■ **SUPPLIED PASSAGE**:
——————————
Soil microbial based strategies and seed enhancement technologies reconnect plant-soil biodiversity and improve restoration outcomes

Soil microorganisms control important ecosystem functions such as nutrient cycling, plant productivity and climate regulation. Thus, microbially assisted conservation and restoration has the potential to reconnect above and belowground dynamics, creating functional ecosystems that are more resilient to climate change impacts. In this research, we (i) assessed the responses of soil microbial communities to disturbance, e.g., severe fire, and extractive activities such as mining, and (ii) developed bioinoculants composed of locally sourced soil bacteria from the rhizosphere and biocrust cyanobacteria, to promote plant growth and soil fertility and enhance ecosystem capacity for global change adaptation. This presentation will showcase some key findings of these studies conducted in contrasting Australian ecosystems (shrubland-grassland in the arid zone, and subtropical/temperate forests). These outcomes include the successful translocation of whole-soil communities for inhibiting weeds, and the effective use of indigenous microbes (rhizobacteria and cyanobacteria combinations) for soil carbon sequestration, nitrogen fixation, and growth promotion of key arid and temperate plant species.

Overall, our research demonstrates the benefits of using native microbial communities as bioinoculants in ecosystem restoration. The emerging technologies used in our research, i.e. seed enhancement through seed biopriming and biopellets, have a large potential for landscape-scale conservation and restoration programs in the context of global change.
——————————
■ **TASK ITEM**: Transcribe the stretch of the soil microbe text from "Overall, our research" through "of global change.", word for word. Work only from the soil microbe text above.

[Data excerpts]
——————————
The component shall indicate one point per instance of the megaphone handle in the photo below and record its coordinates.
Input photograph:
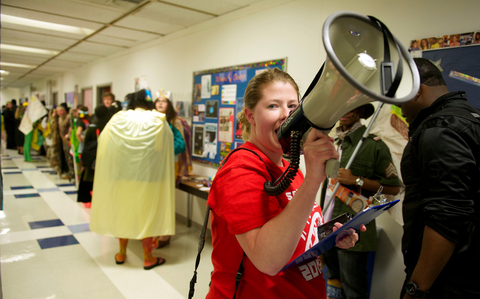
(331, 168)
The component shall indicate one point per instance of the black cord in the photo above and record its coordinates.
(283, 182)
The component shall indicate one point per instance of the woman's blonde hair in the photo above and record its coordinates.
(254, 92)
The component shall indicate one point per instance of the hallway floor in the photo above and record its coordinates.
(48, 251)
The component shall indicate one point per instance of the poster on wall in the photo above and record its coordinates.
——————————
■ **RESPONSE BELOW**:
Overall, our research demonstrates the benefits of using native microbial communities as bioinoculants in ecosystem restoration. The emerging technologies used in our research, i.e. seed enhancement through seed biopriming and biopellets, have a large potential for landscape-scale conservation and restoration programs in the context of global change.